* **EXERCISE AIM**
Where a line of the records contains the word "glowing", show that line.

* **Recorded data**
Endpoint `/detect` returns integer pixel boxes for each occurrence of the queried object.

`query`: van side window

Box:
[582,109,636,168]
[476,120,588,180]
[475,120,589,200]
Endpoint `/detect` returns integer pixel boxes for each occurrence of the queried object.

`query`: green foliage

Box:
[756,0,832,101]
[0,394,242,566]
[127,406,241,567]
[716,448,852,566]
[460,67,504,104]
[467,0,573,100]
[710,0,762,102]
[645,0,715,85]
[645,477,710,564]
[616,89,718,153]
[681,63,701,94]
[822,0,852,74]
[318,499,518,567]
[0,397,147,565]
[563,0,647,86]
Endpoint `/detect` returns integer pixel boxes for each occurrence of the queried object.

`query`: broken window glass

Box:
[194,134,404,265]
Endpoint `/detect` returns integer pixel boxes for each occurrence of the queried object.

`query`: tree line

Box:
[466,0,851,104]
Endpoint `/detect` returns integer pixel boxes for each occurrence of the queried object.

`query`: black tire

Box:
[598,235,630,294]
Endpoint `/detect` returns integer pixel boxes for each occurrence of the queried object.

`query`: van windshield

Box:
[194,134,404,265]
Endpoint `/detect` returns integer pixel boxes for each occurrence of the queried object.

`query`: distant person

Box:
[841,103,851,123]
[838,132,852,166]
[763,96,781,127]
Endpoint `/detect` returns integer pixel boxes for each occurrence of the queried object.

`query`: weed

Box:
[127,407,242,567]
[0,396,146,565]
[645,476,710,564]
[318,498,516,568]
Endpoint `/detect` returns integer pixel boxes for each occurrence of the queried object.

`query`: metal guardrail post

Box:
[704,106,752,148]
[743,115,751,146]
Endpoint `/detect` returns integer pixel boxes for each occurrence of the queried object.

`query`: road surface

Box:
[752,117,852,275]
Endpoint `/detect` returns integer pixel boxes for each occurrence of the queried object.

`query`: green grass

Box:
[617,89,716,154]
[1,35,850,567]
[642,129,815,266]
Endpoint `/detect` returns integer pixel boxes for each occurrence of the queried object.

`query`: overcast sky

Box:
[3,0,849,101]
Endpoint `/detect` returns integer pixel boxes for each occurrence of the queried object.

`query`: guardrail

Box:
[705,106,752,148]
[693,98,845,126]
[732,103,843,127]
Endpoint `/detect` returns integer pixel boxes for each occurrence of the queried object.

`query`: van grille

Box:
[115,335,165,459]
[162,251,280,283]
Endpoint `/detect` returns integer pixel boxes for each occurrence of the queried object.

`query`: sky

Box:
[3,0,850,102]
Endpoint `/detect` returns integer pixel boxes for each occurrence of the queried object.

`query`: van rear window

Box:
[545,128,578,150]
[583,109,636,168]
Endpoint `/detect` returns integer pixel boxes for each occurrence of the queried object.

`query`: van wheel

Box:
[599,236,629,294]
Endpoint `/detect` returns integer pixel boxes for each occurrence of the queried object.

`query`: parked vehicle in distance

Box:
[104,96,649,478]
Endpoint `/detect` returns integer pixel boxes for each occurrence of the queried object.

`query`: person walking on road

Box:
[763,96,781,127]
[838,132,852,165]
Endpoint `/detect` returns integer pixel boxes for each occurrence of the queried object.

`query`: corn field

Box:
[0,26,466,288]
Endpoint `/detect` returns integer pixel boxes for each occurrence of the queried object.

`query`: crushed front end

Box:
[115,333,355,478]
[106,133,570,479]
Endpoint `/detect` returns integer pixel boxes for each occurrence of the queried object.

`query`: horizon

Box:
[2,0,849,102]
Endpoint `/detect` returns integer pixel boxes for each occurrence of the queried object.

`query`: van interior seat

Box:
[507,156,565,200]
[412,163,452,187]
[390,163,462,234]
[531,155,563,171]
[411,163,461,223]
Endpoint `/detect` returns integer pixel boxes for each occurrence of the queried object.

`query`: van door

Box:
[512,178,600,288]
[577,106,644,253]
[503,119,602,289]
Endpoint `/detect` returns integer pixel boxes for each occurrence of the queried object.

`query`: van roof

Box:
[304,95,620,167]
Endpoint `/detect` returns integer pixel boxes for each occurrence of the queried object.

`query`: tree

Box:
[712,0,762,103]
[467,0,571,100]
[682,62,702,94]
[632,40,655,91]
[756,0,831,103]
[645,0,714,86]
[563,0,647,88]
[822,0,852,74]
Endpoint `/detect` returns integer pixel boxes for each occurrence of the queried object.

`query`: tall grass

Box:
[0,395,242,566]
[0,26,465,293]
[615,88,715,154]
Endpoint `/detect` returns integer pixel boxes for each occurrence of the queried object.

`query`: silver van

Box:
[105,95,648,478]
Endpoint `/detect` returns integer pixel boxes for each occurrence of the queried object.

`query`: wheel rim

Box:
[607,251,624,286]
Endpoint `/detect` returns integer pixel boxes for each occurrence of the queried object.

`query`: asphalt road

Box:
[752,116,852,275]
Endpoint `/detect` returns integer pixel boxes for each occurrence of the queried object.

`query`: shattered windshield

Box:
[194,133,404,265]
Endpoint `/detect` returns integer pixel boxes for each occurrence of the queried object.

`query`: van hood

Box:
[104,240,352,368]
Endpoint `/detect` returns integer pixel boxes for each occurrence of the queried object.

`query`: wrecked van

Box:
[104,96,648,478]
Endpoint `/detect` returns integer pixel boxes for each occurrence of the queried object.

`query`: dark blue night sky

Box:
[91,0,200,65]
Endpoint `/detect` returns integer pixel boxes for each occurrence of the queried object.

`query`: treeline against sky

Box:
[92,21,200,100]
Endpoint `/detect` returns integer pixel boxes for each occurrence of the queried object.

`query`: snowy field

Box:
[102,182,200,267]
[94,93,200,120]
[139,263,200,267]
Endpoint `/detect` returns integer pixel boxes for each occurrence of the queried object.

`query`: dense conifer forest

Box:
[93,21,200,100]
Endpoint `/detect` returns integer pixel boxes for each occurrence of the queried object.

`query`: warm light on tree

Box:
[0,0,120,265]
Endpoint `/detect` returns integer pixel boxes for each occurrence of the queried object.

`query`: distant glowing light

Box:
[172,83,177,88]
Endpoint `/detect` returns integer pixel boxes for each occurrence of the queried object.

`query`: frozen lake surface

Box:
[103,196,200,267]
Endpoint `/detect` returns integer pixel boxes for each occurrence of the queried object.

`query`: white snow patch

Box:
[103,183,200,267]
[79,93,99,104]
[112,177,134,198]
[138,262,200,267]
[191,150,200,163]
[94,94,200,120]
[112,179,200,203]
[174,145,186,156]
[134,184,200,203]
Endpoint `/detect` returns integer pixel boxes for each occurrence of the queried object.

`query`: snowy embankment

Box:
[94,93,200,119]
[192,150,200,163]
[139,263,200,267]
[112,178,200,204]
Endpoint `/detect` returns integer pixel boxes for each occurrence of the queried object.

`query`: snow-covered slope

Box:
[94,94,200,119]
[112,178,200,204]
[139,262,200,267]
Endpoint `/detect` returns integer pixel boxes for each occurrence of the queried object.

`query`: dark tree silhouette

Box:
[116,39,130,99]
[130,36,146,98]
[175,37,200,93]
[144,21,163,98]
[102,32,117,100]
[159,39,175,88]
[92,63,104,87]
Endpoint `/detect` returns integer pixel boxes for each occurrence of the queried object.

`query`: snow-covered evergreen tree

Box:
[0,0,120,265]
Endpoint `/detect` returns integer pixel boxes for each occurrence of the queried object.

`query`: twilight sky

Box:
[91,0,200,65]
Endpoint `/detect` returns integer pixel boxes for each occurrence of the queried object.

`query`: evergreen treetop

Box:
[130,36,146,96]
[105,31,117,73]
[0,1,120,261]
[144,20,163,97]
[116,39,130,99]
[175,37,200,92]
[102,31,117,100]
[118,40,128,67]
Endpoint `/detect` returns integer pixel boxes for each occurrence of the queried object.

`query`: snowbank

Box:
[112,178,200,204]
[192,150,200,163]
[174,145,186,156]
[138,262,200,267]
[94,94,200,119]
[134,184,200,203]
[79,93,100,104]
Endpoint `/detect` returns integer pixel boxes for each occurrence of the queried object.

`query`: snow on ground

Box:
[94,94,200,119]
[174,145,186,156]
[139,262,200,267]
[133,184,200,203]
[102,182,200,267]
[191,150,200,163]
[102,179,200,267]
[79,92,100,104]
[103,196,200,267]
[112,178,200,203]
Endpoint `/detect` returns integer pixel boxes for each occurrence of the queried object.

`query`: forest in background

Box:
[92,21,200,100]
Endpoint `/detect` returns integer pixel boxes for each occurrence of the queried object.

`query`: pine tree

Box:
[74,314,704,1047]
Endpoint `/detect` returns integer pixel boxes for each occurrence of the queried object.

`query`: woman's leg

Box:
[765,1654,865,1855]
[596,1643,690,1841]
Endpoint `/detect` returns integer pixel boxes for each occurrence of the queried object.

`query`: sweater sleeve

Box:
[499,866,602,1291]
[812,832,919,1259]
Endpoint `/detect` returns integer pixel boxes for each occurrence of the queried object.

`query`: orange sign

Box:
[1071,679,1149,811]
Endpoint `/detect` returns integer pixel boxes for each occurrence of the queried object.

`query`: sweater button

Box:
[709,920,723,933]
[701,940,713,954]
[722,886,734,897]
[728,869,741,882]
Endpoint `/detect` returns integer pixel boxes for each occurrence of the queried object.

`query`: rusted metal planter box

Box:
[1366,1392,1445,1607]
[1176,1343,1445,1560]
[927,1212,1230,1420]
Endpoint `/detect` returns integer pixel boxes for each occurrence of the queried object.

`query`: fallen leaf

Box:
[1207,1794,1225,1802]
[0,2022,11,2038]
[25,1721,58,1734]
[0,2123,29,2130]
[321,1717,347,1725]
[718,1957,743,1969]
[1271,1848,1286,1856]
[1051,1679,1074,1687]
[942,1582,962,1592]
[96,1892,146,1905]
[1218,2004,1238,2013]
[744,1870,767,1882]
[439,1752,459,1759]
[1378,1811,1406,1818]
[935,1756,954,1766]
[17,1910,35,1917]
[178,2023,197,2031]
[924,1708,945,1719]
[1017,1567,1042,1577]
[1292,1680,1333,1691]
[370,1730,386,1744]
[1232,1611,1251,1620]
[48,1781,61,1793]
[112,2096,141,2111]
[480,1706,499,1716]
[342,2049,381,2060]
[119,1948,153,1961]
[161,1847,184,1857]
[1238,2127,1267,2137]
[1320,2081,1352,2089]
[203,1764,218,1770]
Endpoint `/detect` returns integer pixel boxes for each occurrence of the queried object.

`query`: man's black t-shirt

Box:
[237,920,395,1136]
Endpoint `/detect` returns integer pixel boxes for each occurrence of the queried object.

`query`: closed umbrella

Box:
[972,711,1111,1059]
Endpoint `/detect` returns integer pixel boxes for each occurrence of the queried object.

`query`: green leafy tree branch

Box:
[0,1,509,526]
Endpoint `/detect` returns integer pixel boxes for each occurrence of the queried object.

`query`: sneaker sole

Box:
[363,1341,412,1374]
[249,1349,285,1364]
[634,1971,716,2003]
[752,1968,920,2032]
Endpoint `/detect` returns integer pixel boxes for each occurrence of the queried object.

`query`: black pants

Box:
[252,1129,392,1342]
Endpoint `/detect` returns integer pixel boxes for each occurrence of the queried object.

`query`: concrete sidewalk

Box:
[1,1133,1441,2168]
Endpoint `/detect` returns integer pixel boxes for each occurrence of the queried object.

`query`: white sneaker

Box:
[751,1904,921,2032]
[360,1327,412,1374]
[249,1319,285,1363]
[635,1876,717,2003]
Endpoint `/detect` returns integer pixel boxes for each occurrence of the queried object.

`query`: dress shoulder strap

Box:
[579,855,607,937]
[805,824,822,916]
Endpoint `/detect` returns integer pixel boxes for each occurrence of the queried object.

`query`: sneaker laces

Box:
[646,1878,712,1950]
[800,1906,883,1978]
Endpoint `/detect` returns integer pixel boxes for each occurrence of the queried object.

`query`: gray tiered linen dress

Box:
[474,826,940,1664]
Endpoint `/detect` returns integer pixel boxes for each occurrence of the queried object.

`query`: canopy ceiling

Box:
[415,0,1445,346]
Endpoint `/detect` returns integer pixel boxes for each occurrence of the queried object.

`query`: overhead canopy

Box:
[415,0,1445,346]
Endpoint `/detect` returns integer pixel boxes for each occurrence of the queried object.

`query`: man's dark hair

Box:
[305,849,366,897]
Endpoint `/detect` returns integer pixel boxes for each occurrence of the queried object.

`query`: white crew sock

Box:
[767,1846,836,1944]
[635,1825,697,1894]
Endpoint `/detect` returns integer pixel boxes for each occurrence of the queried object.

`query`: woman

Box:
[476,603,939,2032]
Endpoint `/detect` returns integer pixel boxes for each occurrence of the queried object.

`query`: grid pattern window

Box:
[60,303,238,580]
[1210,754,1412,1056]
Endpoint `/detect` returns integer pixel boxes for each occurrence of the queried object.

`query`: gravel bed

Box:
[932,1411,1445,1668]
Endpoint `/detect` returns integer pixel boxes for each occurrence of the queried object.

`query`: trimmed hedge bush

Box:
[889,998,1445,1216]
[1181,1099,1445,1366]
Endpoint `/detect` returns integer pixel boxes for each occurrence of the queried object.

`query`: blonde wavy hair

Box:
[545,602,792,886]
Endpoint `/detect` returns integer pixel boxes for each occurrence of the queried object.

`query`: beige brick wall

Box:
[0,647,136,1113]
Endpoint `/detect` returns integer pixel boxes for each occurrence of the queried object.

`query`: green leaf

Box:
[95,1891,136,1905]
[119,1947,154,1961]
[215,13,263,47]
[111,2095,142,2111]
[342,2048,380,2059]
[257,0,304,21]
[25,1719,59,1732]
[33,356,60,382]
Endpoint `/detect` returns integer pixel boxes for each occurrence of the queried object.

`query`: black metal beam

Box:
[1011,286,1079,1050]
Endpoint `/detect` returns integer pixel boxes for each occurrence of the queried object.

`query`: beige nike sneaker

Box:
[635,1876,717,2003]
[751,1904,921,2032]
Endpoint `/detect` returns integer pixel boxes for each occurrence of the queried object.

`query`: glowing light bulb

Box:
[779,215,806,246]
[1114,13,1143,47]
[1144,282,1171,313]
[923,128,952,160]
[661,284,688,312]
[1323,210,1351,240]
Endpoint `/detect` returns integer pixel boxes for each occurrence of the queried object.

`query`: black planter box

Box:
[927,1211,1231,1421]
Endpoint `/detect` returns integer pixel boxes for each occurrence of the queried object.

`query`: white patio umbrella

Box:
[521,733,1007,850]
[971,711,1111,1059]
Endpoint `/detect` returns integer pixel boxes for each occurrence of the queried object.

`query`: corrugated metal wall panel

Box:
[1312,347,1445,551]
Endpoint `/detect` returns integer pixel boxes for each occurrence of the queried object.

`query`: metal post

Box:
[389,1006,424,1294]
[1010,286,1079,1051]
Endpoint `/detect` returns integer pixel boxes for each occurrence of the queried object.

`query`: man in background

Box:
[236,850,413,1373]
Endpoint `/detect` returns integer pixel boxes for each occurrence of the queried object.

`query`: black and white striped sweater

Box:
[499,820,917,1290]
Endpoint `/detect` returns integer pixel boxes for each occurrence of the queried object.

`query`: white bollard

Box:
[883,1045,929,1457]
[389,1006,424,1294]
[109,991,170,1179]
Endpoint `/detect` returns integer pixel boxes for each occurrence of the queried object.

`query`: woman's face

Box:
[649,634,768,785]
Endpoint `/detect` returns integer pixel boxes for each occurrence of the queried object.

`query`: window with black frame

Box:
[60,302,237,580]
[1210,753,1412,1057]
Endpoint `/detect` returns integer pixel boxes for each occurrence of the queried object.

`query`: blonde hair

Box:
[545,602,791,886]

* **SOLVED PROBLEM**
`query`: distant glowing light
`query`: glowing light bulb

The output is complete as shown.